### Work request
If a record holds a picture, please leave the picture out and copy the rest of the record exactly.

### Recorded data
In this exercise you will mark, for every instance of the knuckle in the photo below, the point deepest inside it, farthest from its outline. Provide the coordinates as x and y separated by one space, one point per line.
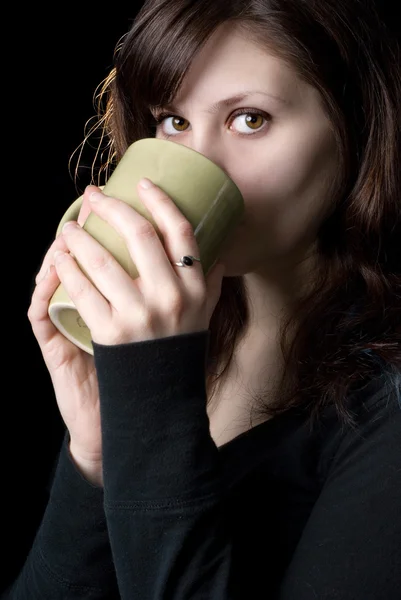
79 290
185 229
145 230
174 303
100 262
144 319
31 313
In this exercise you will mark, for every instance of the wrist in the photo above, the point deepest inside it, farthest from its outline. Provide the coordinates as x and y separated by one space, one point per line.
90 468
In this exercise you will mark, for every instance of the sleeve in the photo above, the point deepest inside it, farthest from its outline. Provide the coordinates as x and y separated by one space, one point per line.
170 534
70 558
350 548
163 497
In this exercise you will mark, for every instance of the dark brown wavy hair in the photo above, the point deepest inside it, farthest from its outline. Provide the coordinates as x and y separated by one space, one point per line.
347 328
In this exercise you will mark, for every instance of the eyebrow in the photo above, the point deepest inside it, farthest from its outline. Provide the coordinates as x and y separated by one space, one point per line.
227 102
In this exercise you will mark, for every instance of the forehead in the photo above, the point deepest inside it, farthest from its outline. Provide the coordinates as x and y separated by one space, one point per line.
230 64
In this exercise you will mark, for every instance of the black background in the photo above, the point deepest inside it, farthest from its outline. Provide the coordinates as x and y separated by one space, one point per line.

### Written answer
In this exercise you will mark, for every instance of the knuckle in the photo below, the point deepest inside it, farthest from its outline. Provide the coordinates as x and y separated by one space, one point per line.
79 290
185 229
145 230
174 303
100 262
144 319
31 313
In this exercise you will mark, for every instance of the wrist in the photo above, the point deepest inside it, farthest from its outline. Provide the coordinates as x and y separated by one space, one point per line.
90 468
In this exercise you will mark, for every instance of the sleeve in the photo above, the point deepest inside it, farthest from its outline. Provide the coordinates as x and y separated by one space, one point per line.
170 534
70 558
350 548
163 497
In this exercise you will mark, for every instance of the dark brown wavy hair in the photo above, the point deepest inside it, farthest from its outline. Provide the coordinates as x and y separated by one space, one point per line.
347 328
In this exercise you will mark, for every instance of the eyebrow in the photo above, the point deepest inside it, farthest from its outline. Provide the coordinates as x and y separated by one space, one point per line.
227 102
In this exercise you will mark, for every instance of the forehead in the photo above, the point deepest inside it, farthest from its outline. Provide the coordinates as x and y separated by one space, one point per line.
230 64
In this exercise you will mark, for every instance of the black background in the photo above, the point deepest inside it, farthest from its outline. Provide the coordinates as x and y separated by one space, one point per line.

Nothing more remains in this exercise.